* **Given information**:
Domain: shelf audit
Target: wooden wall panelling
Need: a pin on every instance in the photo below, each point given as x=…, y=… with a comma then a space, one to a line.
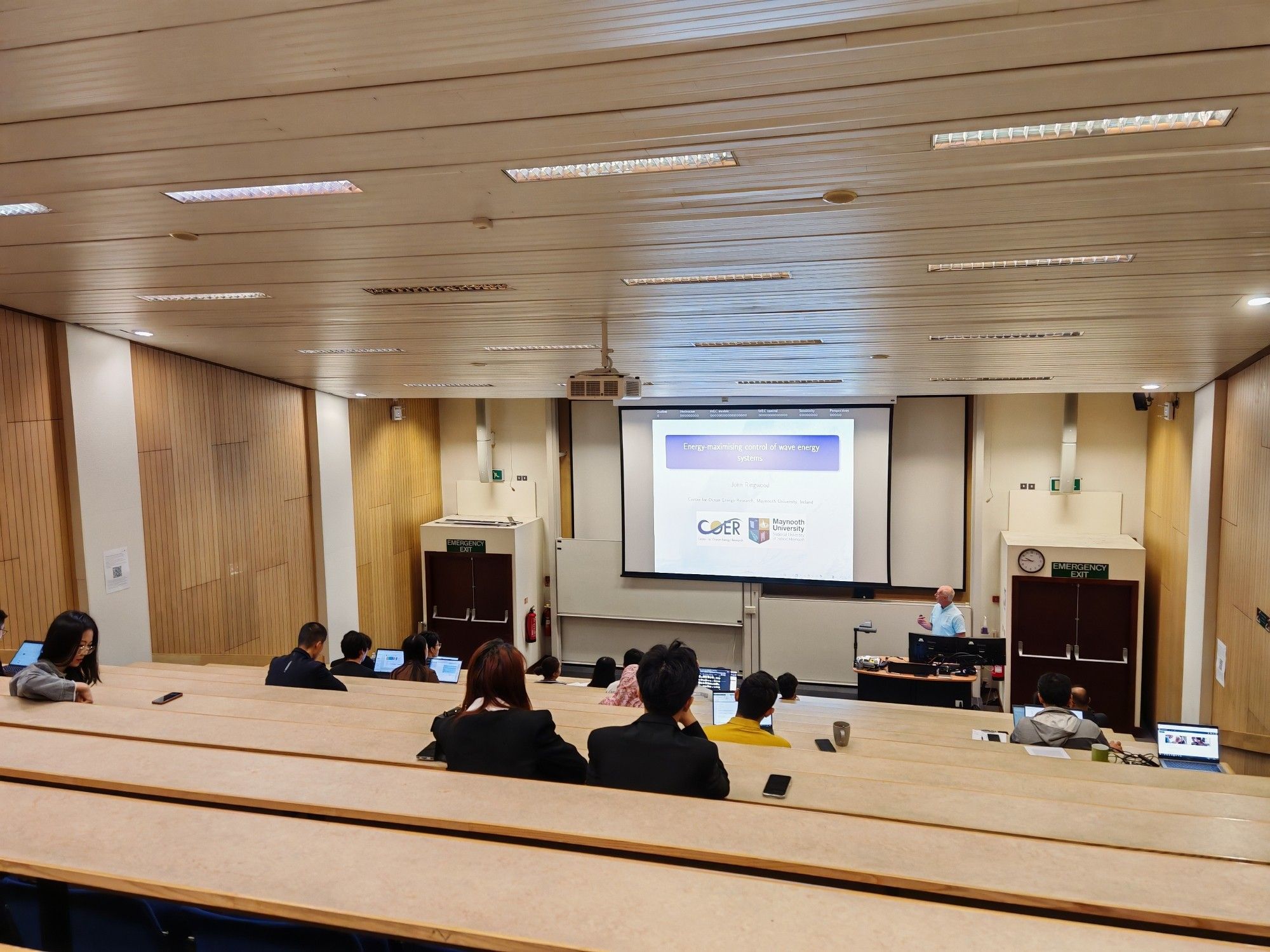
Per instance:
x=37, y=578
x=397, y=488
x=1168, y=511
x=1244, y=580
x=225, y=503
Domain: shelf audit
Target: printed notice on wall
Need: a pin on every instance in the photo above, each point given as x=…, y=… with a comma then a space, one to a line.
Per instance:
x=116, y=569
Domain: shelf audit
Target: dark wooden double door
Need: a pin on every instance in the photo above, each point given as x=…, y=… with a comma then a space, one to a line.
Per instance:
x=1084, y=629
x=471, y=601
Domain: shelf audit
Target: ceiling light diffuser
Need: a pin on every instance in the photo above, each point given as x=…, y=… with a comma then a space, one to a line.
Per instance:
x=217, y=296
x=543, y=347
x=792, y=342
x=290, y=191
x=354, y=351
x=25, y=208
x=624, y=166
x=707, y=278
x=1023, y=335
x=1031, y=263
x=1084, y=128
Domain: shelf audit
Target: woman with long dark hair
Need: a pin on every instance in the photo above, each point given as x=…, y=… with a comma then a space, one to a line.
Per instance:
x=417, y=650
x=498, y=732
x=67, y=666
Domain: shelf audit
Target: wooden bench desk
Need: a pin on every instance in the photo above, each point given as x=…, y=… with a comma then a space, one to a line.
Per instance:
x=261, y=864
x=1179, y=892
x=1120, y=815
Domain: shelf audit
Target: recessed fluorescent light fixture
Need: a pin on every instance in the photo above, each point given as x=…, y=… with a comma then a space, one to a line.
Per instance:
x=448, y=385
x=218, y=296
x=707, y=278
x=543, y=347
x=984, y=380
x=1085, y=128
x=435, y=288
x=792, y=342
x=789, y=382
x=1029, y=263
x=25, y=208
x=1034, y=335
x=354, y=351
x=624, y=166
x=290, y=191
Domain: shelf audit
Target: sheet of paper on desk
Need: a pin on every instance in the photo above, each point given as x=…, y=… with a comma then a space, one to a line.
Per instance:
x=1048, y=752
x=976, y=734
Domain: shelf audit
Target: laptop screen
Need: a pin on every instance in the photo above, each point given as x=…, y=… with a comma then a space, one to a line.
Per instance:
x=27, y=654
x=726, y=709
x=388, y=660
x=716, y=680
x=446, y=668
x=1033, y=710
x=1193, y=742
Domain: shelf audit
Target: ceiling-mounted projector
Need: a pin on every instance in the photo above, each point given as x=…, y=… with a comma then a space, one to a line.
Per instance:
x=604, y=382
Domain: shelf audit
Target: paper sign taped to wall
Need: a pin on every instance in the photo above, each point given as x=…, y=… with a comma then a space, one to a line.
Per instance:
x=116, y=569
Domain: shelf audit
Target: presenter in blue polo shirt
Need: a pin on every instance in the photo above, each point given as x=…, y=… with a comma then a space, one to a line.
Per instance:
x=946, y=617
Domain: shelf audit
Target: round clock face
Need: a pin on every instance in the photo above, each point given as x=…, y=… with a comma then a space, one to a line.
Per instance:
x=1031, y=560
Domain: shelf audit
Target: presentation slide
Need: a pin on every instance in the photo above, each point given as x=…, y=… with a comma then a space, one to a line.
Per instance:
x=758, y=493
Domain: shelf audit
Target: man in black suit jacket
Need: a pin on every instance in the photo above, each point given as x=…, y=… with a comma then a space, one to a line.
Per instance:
x=666, y=751
x=355, y=645
x=302, y=668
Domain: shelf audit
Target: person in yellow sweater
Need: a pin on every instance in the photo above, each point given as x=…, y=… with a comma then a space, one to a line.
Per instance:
x=756, y=699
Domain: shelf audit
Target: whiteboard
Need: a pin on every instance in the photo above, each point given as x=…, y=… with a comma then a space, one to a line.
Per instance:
x=590, y=583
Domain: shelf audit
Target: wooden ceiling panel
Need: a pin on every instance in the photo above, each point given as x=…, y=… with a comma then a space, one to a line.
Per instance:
x=424, y=103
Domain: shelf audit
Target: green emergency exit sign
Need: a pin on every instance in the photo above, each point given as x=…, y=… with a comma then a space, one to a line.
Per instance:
x=1080, y=570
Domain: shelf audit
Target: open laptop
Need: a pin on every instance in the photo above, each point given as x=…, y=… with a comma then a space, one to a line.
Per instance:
x=726, y=709
x=388, y=660
x=1189, y=747
x=1033, y=710
x=446, y=669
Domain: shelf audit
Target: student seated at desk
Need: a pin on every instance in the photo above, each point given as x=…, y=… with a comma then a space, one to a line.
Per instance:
x=498, y=732
x=67, y=666
x=666, y=751
x=417, y=650
x=1081, y=702
x=756, y=700
x=1057, y=727
x=788, y=686
x=302, y=668
x=355, y=645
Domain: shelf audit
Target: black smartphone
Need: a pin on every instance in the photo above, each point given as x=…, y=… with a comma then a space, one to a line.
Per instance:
x=778, y=786
x=429, y=753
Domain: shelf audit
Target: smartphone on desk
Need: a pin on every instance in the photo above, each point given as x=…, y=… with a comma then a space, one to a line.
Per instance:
x=429, y=753
x=778, y=786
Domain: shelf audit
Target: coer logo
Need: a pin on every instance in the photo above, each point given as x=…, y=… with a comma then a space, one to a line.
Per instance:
x=719, y=527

* **Work task**: Reproduce the records above exactly, leaving out every picture they contain.

* **Expected answer**:
Domain: shelf audit
Target: wooden wall panelling
Need: a pin on every instance in the photo below, each point given as x=…, y=… with a comma then a space, one to a line.
Per instance:
x=37, y=578
x=397, y=488
x=1168, y=511
x=1244, y=580
x=225, y=503
Domain: shelf audit
Target: printed notice on wall
Need: a pin on every instance in the photo above, each point given as x=…, y=… with a comma then a space, one to a line.
Per instance:
x=116, y=569
Domain: shelf audit
Target: dark wooden double door
Need: a pin on every instance in the photo above, each point given as x=…, y=… with a comma then a space, one to a line.
Per instance:
x=1084, y=629
x=471, y=601
Domain: shelf audit
Target: ceiling light diffuser
Need: a pin on every instance in the photo above, each point given as x=…, y=… with a comma then a space, one to a line.
Per instance:
x=217, y=296
x=543, y=347
x=792, y=342
x=290, y=191
x=354, y=351
x=25, y=208
x=624, y=166
x=707, y=278
x=1023, y=335
x=1031, y=263
x=1084, y=128
Domain: shelf audit
Target: woman with long dark hair
Need: a pin on every instance in the photo above, each point given as x=…, y=… with a comma then a space, one to a line.
Per instance:
x=417, y=650
x=498, y=732
x=67, y=666
Domain: shelf audit
Target: wooden bench desk
Need: a pin on every instance in the photo above, each point given as x=…, y=… with a comma then a space, one to a line.
Per instance:
x=261, y=864
x=1179, y=892
x=1120, y=815
Domain: shelf audit
Target: recessed fluorescent light fixture
Need: a pin on every instance in the photo above, each point given as x=…, y=… with a comma then a space, one to a line.
Per instance:
x=448, y=385
x=218, y=296
x=707, y=278
x=543, y=347
x=984, y=380
x=1085, y=128
x=435, y=288
x=792, y=342
x=789, y=382
x=1029, y=263
x=25, y=208
x=1034, y=335
x=354, y=351
x=624, y=166
x=290, y=191
Domain: shelf audit
Target: sheet of paper on desk
Need: a pin on every instance in the photo above, each point given as x=…, y=… with a comma then a space, one to a line.
Per instance:
x=1048, y=752
x=976, y=734
Domain: shelf audit
Target: laptop screen
Need: a pin on every instance in the photo above, each point given as x=…, y=… with a comma then a space, one to a line.
Per instance:
x=27, y=654
x=726, y=709
x=388, y=660
x=716, y=680
x=446, y=668
x=1033, y=710
x=1193, y=742
Domain: shelf audit
Target: ceiling-mounted projector
Need: a pin on every instance in the photo above, each point given as x=…, y=… with a comma then a space, one to a line.
Per instance:
x=604, y=382
Domain: shelf audit
Target: paper sign taped to wall
Need: a pin on every instance in the photo above, each point given as x=…, y=… with a comma then a space, one to a line.
Per instance:
x=116, y=569
Domain: shelf audit
Target: presenter in blue polo shirt
Need: a pin on every instance in the photo above, each point given as x=…, y=… with a comma then a space, one to a line.
Per instance:
x=946, y=617
Domain: shelf audit
Target: round clock face
Need: a pin on every instance in the photo above, each point given as x=…, y=… with a comma then a space, one to a line.
Per instance:
x=1031, y=560
Domain: shelf audit
Target: presentation slide
Need: a pin on every instance in the photo above, each point given as x=…, y=… with a comma then a space, one to a line.
Per instance:
x=758, y=493
Domain: shelf audit
Target: man in black suit jacket
Need: a pin on every instance in the photo above, each point given as x=…, y=… with a comma then a space, one to a line.
Per instance:
x=666, y=751
x=355, y=645
x=302, y=668
Domain: shelf audit
Target: person in yellow sweater
Need: a pin on every instance in the photo above, each point given as x=…, y=… with a comma then a space, one to a line.
Per instance:
x=756, y=699
Domain: shelf audit
Target: whiteboard
Need: a pin on every instance in the photo above, each point given as x=…, y=… with a comma then a space, one to a line.
Per instance:
x=590, y=583
Domain: shelf audit
Target: wooden ceiling panel
Need: a pin on every instance in the photo above, each point given as x=…, y=… with a comma then a space, one to a line.
Per instance:
x=424, y=103
Domain: shelf audit
Target: green emergency exit sign
Need: a pin on every instance in the photo above, each point given as x=…, y=… with a comma then a space, one to a line.
Per instance:
x=1080, y=570
Domain: shelf audit
Target: open laptop
Need: a pin on every instance in the photo above, each point given as x=…, y=… with a comma then a space, one to a line.
Per instance:
x=726, y=709
x=388, y=660
x=1189, y=747
x=1033, y=710
x=446, y=669
Domain: shelf audit
Target: student seated at desk
Need: a pin on every instance in the photo above, each point given as x=…, y=… with a comma then a space, one to a line.
Per instance:
x=498, y=732
x=67, y=666
x=666, y=751
x=417, y=650
x=1081, y=702
x=756, y=700
x=1057, y=727
x=788, y=686
x=302, y=668
x=355, y=645
Domain: shelf audit
Target: black smartphone
Need: a pin on every instance in the photo above, each point given as x=…, y=… with a comma then a space, one to a line.
Per instance:
x=778, y=786
x=429, y=753
Domain: shelf audit
Target: smartphone on desk
Need: a pin on every instance in the photo above, each point given as x=…, y=… with a comma then a space, one to a line.
Per instance:
x=429, y=753
x=778, y=786
Domain: shelf audit
Target: coer logo
Need: a pin on every instance in the photo above, each point given as x=…, y=… with a comma then a space, one to a line.
Per instance:
x=719, y=527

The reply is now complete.